How Does the Derivative Term Arise in the Commutator of Electromagnetic Fields?

[naima]

I start from these formulas(transverse electric and magnetic fields)
$E_\perp(r) = \Sigma_i i \mathscr E_{\omega_i}\epsilon_i [\alpha_i e^{i k_i . r}- \alpha^\dagger_i e^{-i k_i . r}]$
and
$B(r) = \Sigma_i i(1/c) \mathscr E_{\omega_i}(\kappa_i \times \epsilon_i) [\alpha_i e^{i k_i . r}- \alpha^\dagger_i e^{-i k_i . r}]$
where epsilon is a unit vector orthogonal to $\kappa_i = k_i/|k_i|$.
The authors compute their commutator and write it as
$[E_{x \perp}(r),B_y(r')] = -i (\hbar/\epsilon_0) \partial_z \delta(r - r')$

I do not see where this $\partial_z$ comes from.
Have you an idea?

Is it related to FT(f'(z)) = i k FT(f(k))

 

[naima]

I think that the solution is closer.
As $\mathscr(E)_{\omega_i} = \sqrt{\frac{\hbar \omega_i}{2 \epsilon_0 L}}$ and $h \omega_i = |k_i| c$
I get in the commutator a $-1/ \epsilon_0$ and the $|k_i|$ disappears in $\kappa_i$ and i come closer to a "i z FT(f(z)" term.
Help will be appreciated!

Dataset entries:
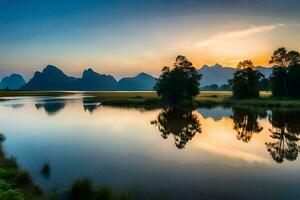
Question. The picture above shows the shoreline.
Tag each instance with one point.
(150, 98)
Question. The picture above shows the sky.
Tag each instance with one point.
(125, 37)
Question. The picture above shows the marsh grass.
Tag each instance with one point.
(16, 184)
(150, 99)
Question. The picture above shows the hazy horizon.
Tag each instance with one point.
(123, 38)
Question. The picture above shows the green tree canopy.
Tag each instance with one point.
(245, 83)
(286, 73)
(179, 85)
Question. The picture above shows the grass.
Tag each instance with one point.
(16, 184)
(150, 99)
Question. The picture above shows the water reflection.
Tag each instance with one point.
(51, 107)
(182, 124)
(285, 132)
(89, 105)
(117, 148)
(245, 122)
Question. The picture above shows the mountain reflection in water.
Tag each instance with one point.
(207, 153)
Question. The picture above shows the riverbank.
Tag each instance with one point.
(150, 99)
(15, 183)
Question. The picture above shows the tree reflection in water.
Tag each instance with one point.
(285, 132)
(182, 124)
(245, 122)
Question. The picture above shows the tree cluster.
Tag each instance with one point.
(285, 77)
(179, 85)
(245, 82)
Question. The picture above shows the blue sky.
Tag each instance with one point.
(124, 37)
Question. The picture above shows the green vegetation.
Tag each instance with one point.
(285, 77)
(245, 82)
(178, 86)
(150, 99)
(16, 184)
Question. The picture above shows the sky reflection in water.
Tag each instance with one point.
(242, 153)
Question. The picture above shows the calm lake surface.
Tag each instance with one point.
(216, 153)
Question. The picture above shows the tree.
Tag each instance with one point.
(284, 66)
(264, 84)
(245, 83)
(293, 80)
(179, 85)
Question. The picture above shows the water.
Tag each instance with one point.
(217, 153)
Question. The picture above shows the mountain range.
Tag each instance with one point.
(14, 81)
(52, 78)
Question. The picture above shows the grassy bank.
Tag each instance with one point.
(15, 183)
(150, 99)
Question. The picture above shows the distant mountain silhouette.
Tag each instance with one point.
(141, 81)
(217, 74)
(93, 81)
(13, 82)
(51, 78)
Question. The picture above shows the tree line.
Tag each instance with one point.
(285, 77)
(180, 84)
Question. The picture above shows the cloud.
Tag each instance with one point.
(237, 33)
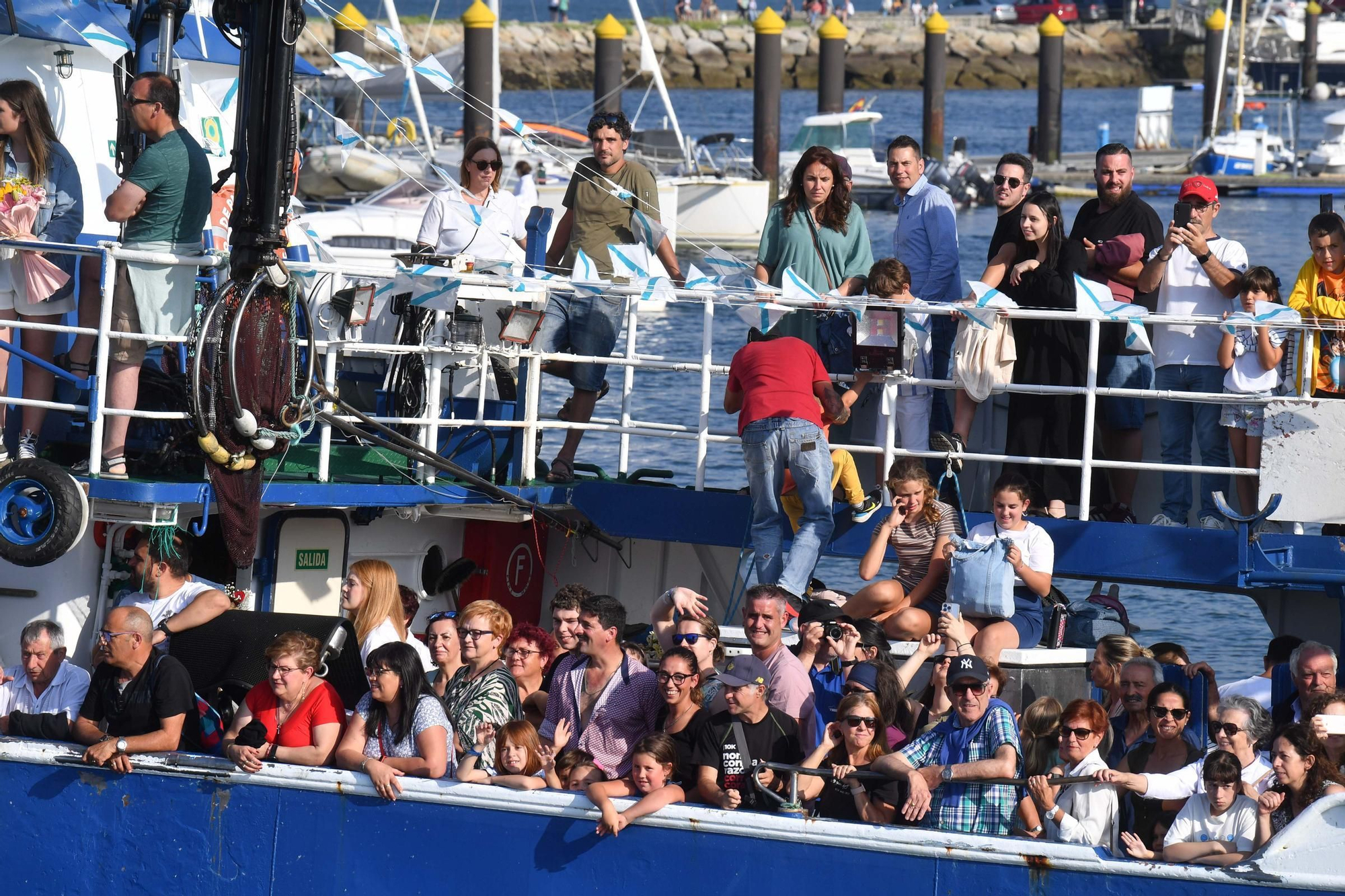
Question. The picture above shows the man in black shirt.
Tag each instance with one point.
(145, 697)
(1118, 212)
(748, 733)
(1013, 182)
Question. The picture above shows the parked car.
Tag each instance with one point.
(1036, 11)
(1145, 10)
(999, 13)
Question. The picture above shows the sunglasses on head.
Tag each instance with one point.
(1161, 712)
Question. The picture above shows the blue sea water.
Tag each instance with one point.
(1229, 631)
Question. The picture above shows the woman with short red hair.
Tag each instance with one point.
(1079, 813)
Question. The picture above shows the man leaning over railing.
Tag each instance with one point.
(165, 204)
(978, 741)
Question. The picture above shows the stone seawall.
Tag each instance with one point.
(880, 54)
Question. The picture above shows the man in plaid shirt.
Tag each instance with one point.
(978, 741)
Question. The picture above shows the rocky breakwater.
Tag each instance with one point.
(879, 54)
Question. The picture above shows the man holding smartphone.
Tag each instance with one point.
(1196, 272)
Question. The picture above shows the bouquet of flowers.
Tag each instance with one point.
(21, 200)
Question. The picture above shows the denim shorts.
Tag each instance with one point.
(1124, 372)
(583, 325)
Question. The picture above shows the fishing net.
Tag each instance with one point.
(266, 361)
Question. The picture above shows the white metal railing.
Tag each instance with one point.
(439, 348)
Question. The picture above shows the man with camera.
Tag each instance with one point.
(1196, 272)
(828, 643)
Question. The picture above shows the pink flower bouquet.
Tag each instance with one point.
(21, 200)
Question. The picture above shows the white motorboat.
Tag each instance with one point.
(845, 134)
(1328, 157)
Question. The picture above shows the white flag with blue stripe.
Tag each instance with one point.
(106, 42)
(395, 40)
(356, 67)
(432, 71)
(348, 138)
(1269, 314)
(1094, 299)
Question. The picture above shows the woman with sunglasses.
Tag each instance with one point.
(684, 716)
(851, 744)
(293, 716)
(1079, 813)
(1243, 724)
(1303, 775)
(446, 649)
(399, 728)
(484, 690)
(1169, 712)
(681, 618)
(527, 657)
(475, 216)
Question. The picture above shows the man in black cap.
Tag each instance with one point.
(828, 643)
(980, 740)
(748, 733)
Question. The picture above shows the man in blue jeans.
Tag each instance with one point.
(1196, 272)
(785, 395)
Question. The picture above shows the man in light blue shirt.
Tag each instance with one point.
(926, 241)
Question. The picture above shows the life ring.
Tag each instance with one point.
(400, 130)
(44, 513)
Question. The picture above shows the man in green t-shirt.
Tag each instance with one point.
(165, 205)
(595, 216)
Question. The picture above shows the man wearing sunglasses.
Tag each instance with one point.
(1013, 181)
(1195, 272)
(143, 698)
(605, 193)
(980, 740)
(165, 204)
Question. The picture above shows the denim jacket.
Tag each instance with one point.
(61, 217)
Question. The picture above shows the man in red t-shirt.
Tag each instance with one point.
(777, 385)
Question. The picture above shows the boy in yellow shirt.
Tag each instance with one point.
(1320, 292)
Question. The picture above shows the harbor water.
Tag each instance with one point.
(1230, 633)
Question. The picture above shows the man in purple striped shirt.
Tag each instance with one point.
(607, 700)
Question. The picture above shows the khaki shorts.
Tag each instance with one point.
(126, 318)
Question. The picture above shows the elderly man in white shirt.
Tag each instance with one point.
(46, 692)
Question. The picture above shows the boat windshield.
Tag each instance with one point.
(857, 135)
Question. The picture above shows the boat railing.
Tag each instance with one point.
(532, 292)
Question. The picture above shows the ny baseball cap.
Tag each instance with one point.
(968, 667)
(1200, 189)
(746, 670)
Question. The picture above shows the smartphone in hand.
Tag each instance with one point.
(1182, 214)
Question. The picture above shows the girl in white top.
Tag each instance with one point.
(1252, 357)
(372, 603)
(478, 218)
(1034, 560)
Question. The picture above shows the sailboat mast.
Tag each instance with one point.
(656, 69)
(391, 9)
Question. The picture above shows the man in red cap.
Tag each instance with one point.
(1196, 272)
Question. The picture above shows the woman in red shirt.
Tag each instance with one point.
(293, 716)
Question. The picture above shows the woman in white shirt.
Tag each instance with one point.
(1079, 813)
(475, 217)
(372, 603)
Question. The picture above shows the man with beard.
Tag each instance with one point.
(1013, 181)
(1117, 213)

To be done:
1: Reproduce the passage of the commutator thread from "How Does the" to "and magnetic fields)".
2: Transcribe the lines in the records from the line with "Question. The picture above shows the stone" to the line with "(1328, 157)", both of those lines included.
The forum thread and the records have separate origins.

Final results:
1:
How Does the Derivative Term Arise in the Commutator of Electromagnetic Fields?

[naima]

I start from these formulas(transverse electric and magnetic fields)

2:
Question. The picture above shows the stone seawall.
Tag each instance with one point.
(880, 54)
Question. The picture above shows the man in plaid shirt.
Tag each instance with one point.
(978, 741)
Question. The picture above shows the rocky breakwater.
Tag each instance with one point.
(879, 54)
Question. The picture above shows the man holding smartphone.
Tag each instance with one point.
(1196, 272)
Question. The picture above shows the bouquet of flowers.
Tag each instance with one point.
(21, 200)
Question. The picture above shows the denim shorts.
Tag each instance with one point.
(1124, 372)
(583, 325)
Question. The picture above shows the fishing net.
Tag each instance with one point.
(266, 361)
Question. The picture above shows the white metal railing.
Tag each instance with one point.
(439, 348)
Question. The picture above shows the man with camera.
Tag each instance with one point.
(1196, 272)
(828, 643)
Question. The picture above shows the pink flower bouquet.
Tag each instance with one point.
(21, 200)
Question. The picture above shows the white motorboat.
Tag each instance with one point.
(845, 134)
(1328, 157)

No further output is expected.